* _Exercise task_
Continue the article on Chapter 22 repeat bankruptcy filings, starting right after its final line.

* _Extract to read_
Introduction
Chapter 22 is the informal name for a second Chapter 11 filing by a company that previously emerged from bankruptcy. The term plays on "Chapter 11 + Chapter 11 = Chapter 22" and reflects one of the more sobering realities of corporate restructuring: roughly 20% of emerged Chapter 11 debtors refile within a few years. The 2025 wave of high-profile repeat filings (Rite Aid, Joann, Forever 21, Party City) brought the Chapter 22 phenomenon back into market attention, with several major retailers refiling within 6-24 months of their first emergence and ultimately liquidating rather than achieving sustainable post-emergence operations.
The pattern reflects a structural limitation of the Chapter 11 framework: the first filing typically resolves the financial structure (debt reduction, equity reset, fresh-start accounting) but does not necessarily address the underlying operational or competitive problems that produced the distress. A retailer emerging from a financial restructuring with reduced debt but the same underperforming store base often finds that operating losses continue post-emergence, eroding the new capital structure and producing a second filing. The cumulative effect is that Chapter 11 produces durable resolution most reliably for purely financial distress (LBOs that need rebalancing) and less reliably for operational distress (retailers facing structural decline, industries facing technological disruption).
This article walks through the Chapter 22 phenomenon: what it actually means in practice, why companies refile, recent high-profile examples, and what changes between the first and second filings.
What Chapter 22 Actually Means
- Chapter 22 (Repeat Chapter 11 Filing)

* _Supplied material_
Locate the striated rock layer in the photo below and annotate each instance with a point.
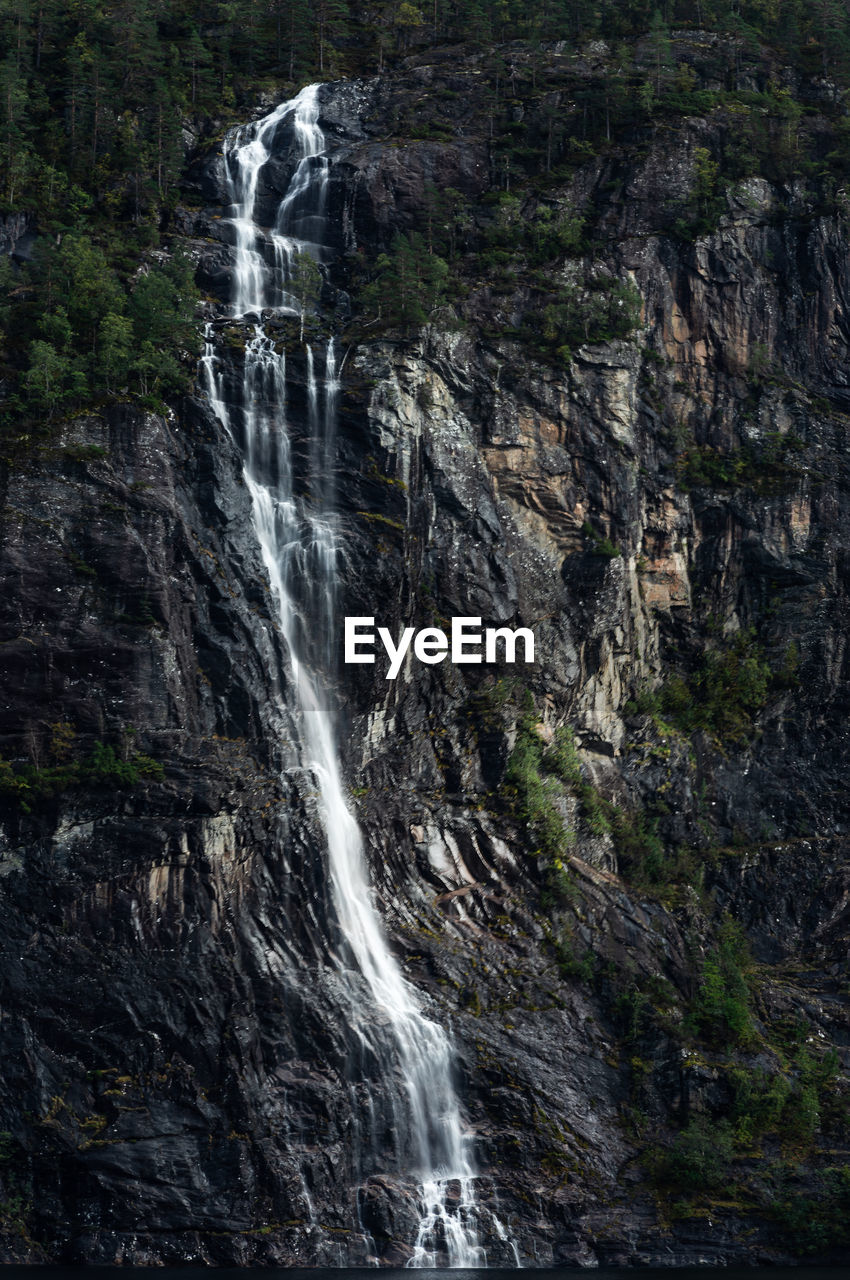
(177, 1084)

* _Output for this task_
The informal name for a second Chapter 11 filing by a previously emerged debtor. The term combines "Chapter 11 + Chapter 11" and is used to describe the roughly 20% of post-emergence companies that file again. Repeat filings can also occur as Chapter 33 (third filing) or higher, with Rue21 and Z Gallerie each filing three times. The Bankruptcy Code does not specifically address repeat filings; the second case proceeds under the same Chapter 11 framework as any other case, though courts may apply heightened scrutiny to claims of feasibility under Section 1129(a)(11) given the demonstrated history of operating distress.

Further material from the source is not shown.